Stored data
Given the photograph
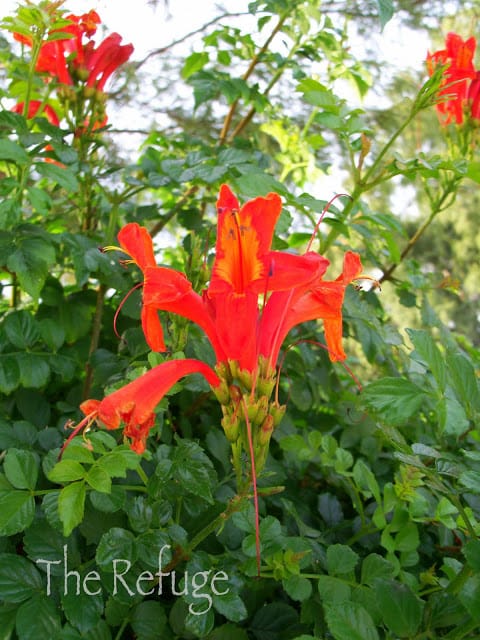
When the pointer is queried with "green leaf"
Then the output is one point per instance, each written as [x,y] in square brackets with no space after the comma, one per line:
[31,262]
[333,590]
[430,354]
[83,610]
[193,63]
[401,609]
[341,559]
[472,553]
[373,567]
[17,510]
[273,619]
[394,399]
[60,175]
[116,543]
[21,468]
[350,621]
[148,620]
[21,329]
[34,370]
[99,479]
[464,381]
[385,10]
[19,578]
[192,470]
[38,618]
[71,505]
[66,471]
[229,605]
[13,152]
[469,596]
[298,588]
[9,374]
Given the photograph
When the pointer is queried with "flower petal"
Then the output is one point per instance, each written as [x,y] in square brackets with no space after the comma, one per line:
[134,403]
[244,237]
[322,300]
[169,290]
[137,242]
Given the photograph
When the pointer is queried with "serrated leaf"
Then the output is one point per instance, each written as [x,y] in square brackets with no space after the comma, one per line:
[31,262]
[9,374]
[19,578]
[21,329]
[17,510]
[350,621]
[148,620]
[83,610]
[401,609]
[34,370]
[21,468]
[385,10]
[375,566]
[394,399]
[193,63]
[60,175]
[341,559]
[13,152]
[116,543]
[99,479]
[38,618]
[429,352]
[71,505]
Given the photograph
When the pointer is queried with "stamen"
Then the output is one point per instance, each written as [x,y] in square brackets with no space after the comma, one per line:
[325,210]
[117,312]
[84,425]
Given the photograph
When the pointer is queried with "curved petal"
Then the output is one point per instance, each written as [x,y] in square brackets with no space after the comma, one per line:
[236,320]
[137,243]
[134,403]
[244,237]
[289,271]
[152,328]
[322,300]
[169,290]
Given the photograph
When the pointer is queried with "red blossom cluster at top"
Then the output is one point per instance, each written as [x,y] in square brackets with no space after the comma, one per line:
[461,82]
[255,296]
[71,59]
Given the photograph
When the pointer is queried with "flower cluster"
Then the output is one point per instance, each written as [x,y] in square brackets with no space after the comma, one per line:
[81,69]
[460,95]
[255,296]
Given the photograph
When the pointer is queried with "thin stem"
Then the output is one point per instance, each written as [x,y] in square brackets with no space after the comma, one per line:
[95,338]
[170,214]
[251,67]
[436,209]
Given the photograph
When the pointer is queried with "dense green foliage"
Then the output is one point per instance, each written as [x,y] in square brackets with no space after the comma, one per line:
[370,499]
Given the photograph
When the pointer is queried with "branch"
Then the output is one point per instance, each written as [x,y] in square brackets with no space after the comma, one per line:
[187,36]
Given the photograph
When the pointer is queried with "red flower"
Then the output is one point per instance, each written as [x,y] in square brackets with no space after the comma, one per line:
[72,59]
[458,55]
[134,404]
[243,337]
[35,108]
[474,96]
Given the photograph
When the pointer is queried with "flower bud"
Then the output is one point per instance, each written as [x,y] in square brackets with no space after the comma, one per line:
[231,426]
[265,431]
[277,412]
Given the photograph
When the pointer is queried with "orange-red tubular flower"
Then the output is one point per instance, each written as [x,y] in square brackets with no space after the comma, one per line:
[134,403]
[321,300]
[254,298]
[458,55]
[35,108]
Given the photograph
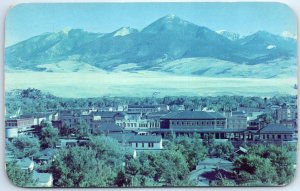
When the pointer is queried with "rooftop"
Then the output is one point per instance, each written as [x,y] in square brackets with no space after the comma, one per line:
[145,138]
[276,128]
[109,127]
[193,115]
[42,177]
[146,106]
[107,114]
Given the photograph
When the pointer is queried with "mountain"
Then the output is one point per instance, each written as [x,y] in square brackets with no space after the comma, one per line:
[166,40]
[230,35]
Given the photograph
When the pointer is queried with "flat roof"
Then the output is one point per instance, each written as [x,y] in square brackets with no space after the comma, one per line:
[193,115]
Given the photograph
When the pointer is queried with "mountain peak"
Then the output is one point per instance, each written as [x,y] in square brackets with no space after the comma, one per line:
[229,35]
[167,23]
[288,35]
[123,31]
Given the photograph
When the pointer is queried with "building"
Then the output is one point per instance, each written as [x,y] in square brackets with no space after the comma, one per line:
[193,120]
[236,119]
[286,112]
[26,164]
[147,108]
[145,142]
[14,127]
[276,132]
[43,179]
[42,116]
[138,142]
[107,128]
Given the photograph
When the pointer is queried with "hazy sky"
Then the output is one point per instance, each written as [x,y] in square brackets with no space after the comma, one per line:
[27,20]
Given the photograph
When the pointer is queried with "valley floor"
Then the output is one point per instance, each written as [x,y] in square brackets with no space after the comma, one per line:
[95,84]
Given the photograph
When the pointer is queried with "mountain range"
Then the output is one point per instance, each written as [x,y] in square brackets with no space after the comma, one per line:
[169,44]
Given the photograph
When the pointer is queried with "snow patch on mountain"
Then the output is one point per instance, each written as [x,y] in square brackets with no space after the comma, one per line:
[69,66]
[124,31]
[271,46]
[229,35]
[287,34]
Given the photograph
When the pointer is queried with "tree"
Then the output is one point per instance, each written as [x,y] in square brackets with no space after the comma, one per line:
[49,136]
[17,176]
[172,168]
[24,146]
[79,167]
[224,150]
[209,142]
[191,148]
[108,149]
[82,129]
[253,168]
[280,159]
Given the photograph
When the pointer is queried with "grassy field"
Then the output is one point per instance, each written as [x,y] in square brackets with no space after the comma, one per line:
[94,84]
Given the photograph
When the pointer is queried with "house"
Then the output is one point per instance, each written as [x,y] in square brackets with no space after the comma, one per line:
[138,142]
[107,116]
[276,132]
[43,179]
[286,112]
[48,155]
[193,120]
[23,124]
[241,151]
[236,119]
[145,142]
[106,128]
[147,108]
[26,164]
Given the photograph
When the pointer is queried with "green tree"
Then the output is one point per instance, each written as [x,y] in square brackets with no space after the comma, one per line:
[24,146]
[224,150]
[82,129]
[172,167]
[253,168]
[49,136]
[79,167]
[17,176]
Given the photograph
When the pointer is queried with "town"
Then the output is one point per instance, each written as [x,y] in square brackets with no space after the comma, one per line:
[147,128]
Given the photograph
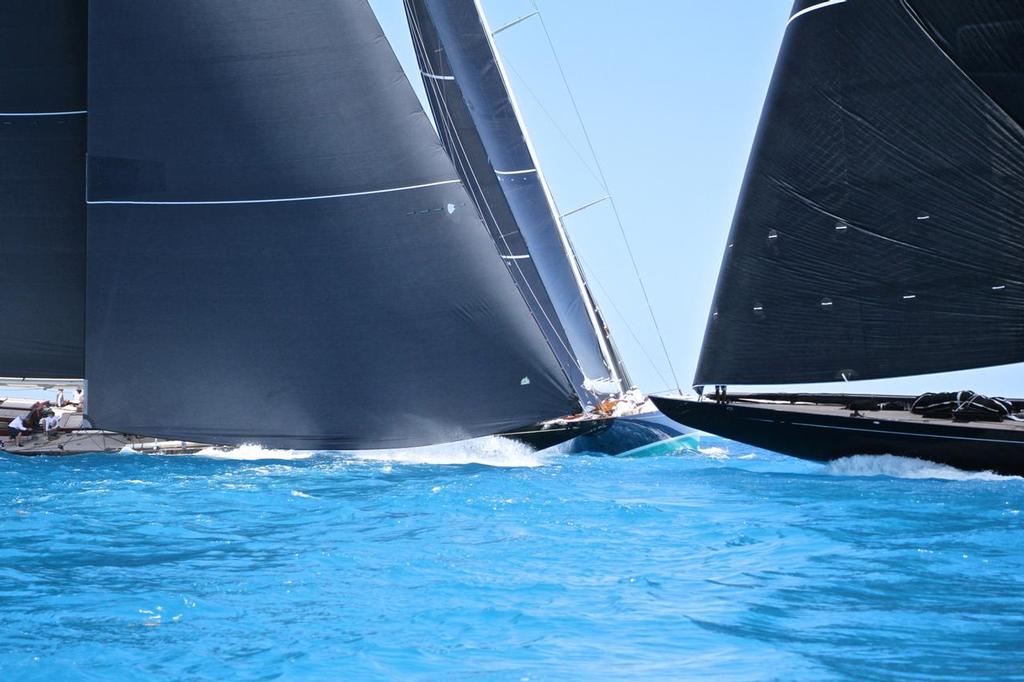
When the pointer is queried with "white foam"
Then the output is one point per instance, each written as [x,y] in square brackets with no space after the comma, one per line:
[715,453]
[251,453]
[489,451]
[904,467]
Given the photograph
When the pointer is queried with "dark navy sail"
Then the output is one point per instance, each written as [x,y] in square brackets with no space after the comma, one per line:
[42,187]
[881,227]
[280,250]
[478,125]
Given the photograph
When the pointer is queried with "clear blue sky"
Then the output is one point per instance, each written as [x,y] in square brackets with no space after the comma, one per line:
[671,92]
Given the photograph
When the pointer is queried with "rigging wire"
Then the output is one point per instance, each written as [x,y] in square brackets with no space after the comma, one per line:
[607,296]
[604,184]
[452,133]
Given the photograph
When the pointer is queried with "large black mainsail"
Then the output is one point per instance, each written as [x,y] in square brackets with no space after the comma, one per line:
[880,231]
[479,126]
[42,187]
[280,250]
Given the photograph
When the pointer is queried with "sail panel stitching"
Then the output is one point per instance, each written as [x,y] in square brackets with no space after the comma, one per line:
[279,201]
[28,114]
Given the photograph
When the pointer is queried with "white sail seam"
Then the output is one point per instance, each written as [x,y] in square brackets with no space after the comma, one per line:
[820,5]
[522,172]
[280,201]
[20,114]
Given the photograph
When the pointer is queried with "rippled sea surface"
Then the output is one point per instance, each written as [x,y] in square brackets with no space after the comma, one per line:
[487,561]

### EXERCISE DETAILS
Could you transcribe all of the data exactly, keeping every picture out of the copy?

### WRITTEN SOLUTION
Given the photograph
When the pointer is queried with "green leaf"
Then the output is one point per instance, each written as [x,y] in square brackets with no space after the comma, one per line:
[31,262]
[333,590]
[430,354]
[83,610]
[193,63]
[401,609]
[341,559]
[472,553]
[373,567]
[17,510]
[273,619]
[394,399]
[60,175]
[116,543]
[21,468]
[350,621]
[148,620]
[21,329]
[34,370]
[99,479]
[464,381]
[385,10]
[19,578]
[192,470]
[38,618]
[71,505]
[66,471]
[229,605]
[13,152]
[469,596]
[298,588]
[9,374]
Given the photograph
When the pointer is queried with "flower petal"
Then the output is one point per instance, each written as [x,y] in square brackets with no space after the comma, one per line:
[134,403]
[244,237]
[322,300]
[169,290]
[137,242]
Given the photograph
When the pointer is queried with "serrated leaf"
Then the output is one point per instance, each written as [x,y] in square brackets with no space after the comma, one per line:
[31,262]
[9,374]
[19,578]
[21,329]
[17,510]
[350,621]
[148,620]
[83,610]
[401,609]
[34,370]
[21,468]
[385,10]
[375,566]
[394,399]
[193,63]
[60,175]
[341,559]
[13,152]
[116,543]
[99,479]
[38,618]
[429,352]
[71,505]
Given the photograph
When the pointer is queried with "stamen"
Then the output is one point per instance, each written as [x,y] in square brackets with no space after the comma, one per line:
[325,210]
[117,312]
[84,425]
Given the photograph
When the pointer is queried with "curved petal"
Then the output is one point per instance, each written as [x,y] in square brackets with no space after the comma, one per line:
[236,320]
[137,243]
[134,403]
[244,237]
[289,271]
[152,328]
[322,300]
[169,290]
Given the photograph
When the pointer is queried with "red blossom cluster at top"
Then the output is one point per instance, each written as [x,y] in square brackets with no space after the comma, one per line:
[461,82]
[255,296]
[71,59]
Given the photograph
When the pointer is queried with "flower cluster"
Then the output is one point per instance, each written as [x,y] in square brackets with no space after the comma, one per line:
[81,69]
[460,95]
[255,296]
Given the photograph
When the pointer is queried with "thin stem"
Then the output is one point per instance, each written as [x,y] in square brackets with no space after the comma, one per line:
[95,338]
[170,214]
[251,67]
[436,209]
Given the photograph
When the pointer is queried with "dense green foliage"
Then the output is one point per instance, each written as [x,y] in square brackets with no space after the comma, one per line:
[370,499]
Given the photograph
When the pointer is queried with "branch"
Then the output is one point per instance, each written as [x,y] in square brackets with no space after the comma, one per line:
[187,36]
Given the photograph
When the pointer is queried with "red flower"
Then the output is one point per instance, each written as [x,y] in square brackets with no space after the comma, one per line:
[72,59]
[458,55]
[134,404]
[243,337]
[35,108]
[474,96]
Given the photograph
When the pointer is queried with "flower bud"
Then the output is one point per instance, each written as [x,y] in square brackets with no space after the comma, one per line:
[231,426]
[265,431]
[277,412]
Given the photograph
When the pointer is queried with "orange-red tubular flower"
Then the output is one point per instance, each written as [x,y] in square brackets with no space after the comma, one per line:
[134,403]
[321,300]
[254,298]
[458,55]
[35,108]
Given the photograph
When the pointer is queried with "rooftop"
Then the output is one point per instance, each written as [x,y] in square brackets with no space after the comma, one per line:
[145,138]
[276,128]
[109,127]
[193,115]
[42,177]
[146,106]
[107,114]
Given the photograph
When the pointer is queried with "mountain"
Then the output is one point per instance, each written as [x,y] in square brackets with no space after the comma, one per line:
[166,40]
[230,35]
Given the photograph
When the pointer is queried with "flat roof"
Then the output is one point per instance, each written as [x,y] in square brackets with no space after the comma, one per line:
[193,115]
Given the photograph
When the pointer is queried with "mountain peak"
Then the output is one point per instance, each written as [x,y] in square brackets with no space after the comma, one per line:
[229,35]
[167,23]
[288,35]
[123,31]
Given the photograph
When the pointer is queried with "building"
Then the output is one point per instance, each written as [x,y] in square brackets with no space after the comma, one per line:
[193,120]
[236,119]
[286,112]
[26,164]
[147,108]
[145,142]
[14,127]
[276,132]
[43,179]
[42,116]
[138,142]
[107,128]
Given the photograph
When the pointer is queried with "hazy sky"
Then the output is one point per instance, each written as [x,y] in square brackets with no space after the comma, one per line:
[27,20]
Given the photograph
When the pointer is queried with "valley floor"
Then the output is one point per instance, each written as [x,y] in square brackets with no space after the comma, one per line:
[95,84]
Given the photograph
When the pointer is queried with "mountain range"
Then the output is one point per instance, each written as [x,y] in square brackets with no space after the comma, one per line:
[169,44]
Given the photograph
When the pointer is queried with "snow patch on mountain"
Then the output is one point per instance, each written as [x,y] in square brackets with no space after the comma, one per line:
[69,66]
[124,31]
[271,46]
[229,35]
[287,34]
Given the photograph
When the pointer is queried with "tree"
Then the output is one point per instance, each written as [x,y] in square brackets with no space after the comma, one per line:
[49,136]
[17,176]
[172,168]
[24,146]
[79,167]
[224,150]
[209,142]
[191,148]
[108,149]
[82,129]
[253,168]
[280,159]
Given the photograph
When the pointer is queried with "grassy field"
Then the output is one point per instance, each written as [x,y] in square brackets with no space after the comma, one per line:
[94,84]
Given the photograph
When the pointer is queried with "house"
Then the output is one point per instance, each written as [x,y] in square brackets with no space after the comma, one per line:
[138,142]
[107,116]
[276,132]
[43,179]
[286,112]
[48,155]
[193,120]
[23,124]
[241,151]
[236,119]
[145,142]
[106,128]
[147,108]
[26,164]
Given the photograph
When the pointer is queried with "green tree"
Then the output is one point per instance, each written as [x,y] in square brackets with no space after the comma, one per line:
[24,146]
[224,150]
[82,129]
[172,167]
[253,168]
[49,136]
[79,167]
[17,176]
Given the photograph
When the pointer is queried with "town"
Then the output is one point per instance, each written as [x,y] in square brackets with no space after the comma, one per line:
[147,128]
Given the photograph
When the pointer is queried with "white foam"
Then the output is one point per instance, each written as [x,y] in square brackets with no space after the comma, one per line:
[715,453]
[251,453]
[489,451]
[904,467]
Given the photograph
When the pointer is queried with "dark navy sail"
Then the output is one point per instance, each written as [x,y] in square brackets with no space after the comma, one per line:
[42,187]
[881,227]
[280,250]
[478,125]
Given the photograph
When the pointer is queried with "clear blue sky"
Then the output is one point per instance, each written as [x,y] in square brackets with no space after the comma, one per line:
[671,92]
Given the photograph
When the pointer is queried with "rigging wire"
Then the output is one point per instance, each written as [x,y] in square brackets with no space after the comma, one per line:
[607,296]
[604,184]
[452,133]
Given the photograph
When the pointer is queried with "large black mainsail"
Then the output is one point per instance, each written as [x,y] in square brackets with no space after the comma, one per line:
[880,231]
[479,126]
[42,187]
[280,250]
Given the photograph
When the pointer is queried with "sail panel stitching"
Then the output is one point per instance, each written as [x,y] in square brackets with no space after the comma, one per line:
[279,201]
[28,114]
Given the photograph
When the pointer is queried with "white sail seam"
Then the output is one point per instance, each written as [x,y] in square brackets with no space after the comma, one per line:
[820,5]
[522,172]
[280,201]
[20,114]
Given the photograph
When the pointer is queried with "rippled sea surface"
Then the output is one point per instance, each written as [x,y] in square brackets with no space after the comma, one per line:
[487,561]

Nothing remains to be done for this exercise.